═══ SOURCE EXTRACT
The deadline for their decision was initially Friday, but because it fell on a weekend, just before the Sabbath, the asylum seekers were being given more time, said spokeswoman Sabine Hadad.
On February 4, the Interior Ministry began to distribute deportation notices to asylum seekers who came to renew their two-month visas in Bnei Brak. The notices give them two months to either leave the country with a $3,500 grant or face imprisonment in Saharonim Prison.In December, the Knesset approved an amendment to the so-called “Infiltrator’s Law,” paving the way for the forced deportations of Eritrean and Sudanese migrants and asylum seekers, and the indefinite imprisonment of those who refuse to leave.
However, a group of 200 asylum seekers in the Holot detention center was handed deportation notices on January 17, and given 30 days to decide. If they refuse to leave the country on Sunday, they will be taken across the street to Saharonim, though Hadad did not say if the 200 asylum seekers will be immediately moved to the secure facility.
══════
EXERCISE REQUIREMENTS:
A. Render this sentence from the passage on asylum seekers facing deportation from Israel into Spanish: "The notices give them two months to either leave the country with a $3,500 grant or face imprisonment in Saharonim Prison."
B. Carry the passage on asylum seekers facing deportation from Israel forward, picking up after its final sentence.
None of the items is needed for the work on this text.
═══ INFORMATION GIVEN
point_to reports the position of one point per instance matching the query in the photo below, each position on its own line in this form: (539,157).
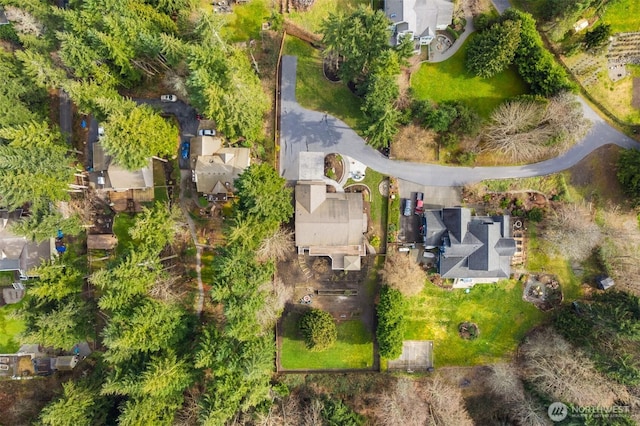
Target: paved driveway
(306,130)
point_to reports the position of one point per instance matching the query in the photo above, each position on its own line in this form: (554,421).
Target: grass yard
(498,310)
(315,92)
(312,19)
(10,329)
(379,204)
(623,16)
(245,23)
(353,349)
(450,81)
══════
RESPONSES BY TASK:
A. Los avisos les dan dos meses para abandonar el país con una subvención de 3.500 dólares o enfrentarse al encarcelamiento en la prisión de Saharonim.

B.
Previously, prison officials have said that the Israel Prison Services does not have enough space to absorb every asylum seeker who refuses deportation.
This week, Prime Minister Benjamin Netanyahu told a group of Likud ministers and activists in favor of the deportations from south Tel Aviv and other cities that the main challenge in the coming weeks will be the publicity battle against “fake but widely available propaganda” regarding the deportations, Walla news reported.
He instructed the government to use the term “removal” instead of “deportations.”

More than 1,000 Eritrean asylum seekers gathered in front of the Rwandan embassy in Tel Aviv on January 22, 2018 to protest planned deportations. (Melanie Lidman/Times of Israel)
On Thursday, an Israeli appeals court ruled that Eritreans who deserted military service in their home country and came to Israel have grounds to be considered asylum seekers.
The decision could affect thousands of Eritreans who are facing deportation under the amended law. The majority of male Eritrean asylum seekers in Israel fled their home country to avoid conscription into military service or in the middle of their military service. Military service in Eritrea is compulsory and can last for decades.
“There is a well-founded fear of persecution because of political opinion ascribed to him by the authorities in his country as a result of his desertion from military service,” the decision said, describing the plight of a typical deserter from the Eritrean military who fled to Israel.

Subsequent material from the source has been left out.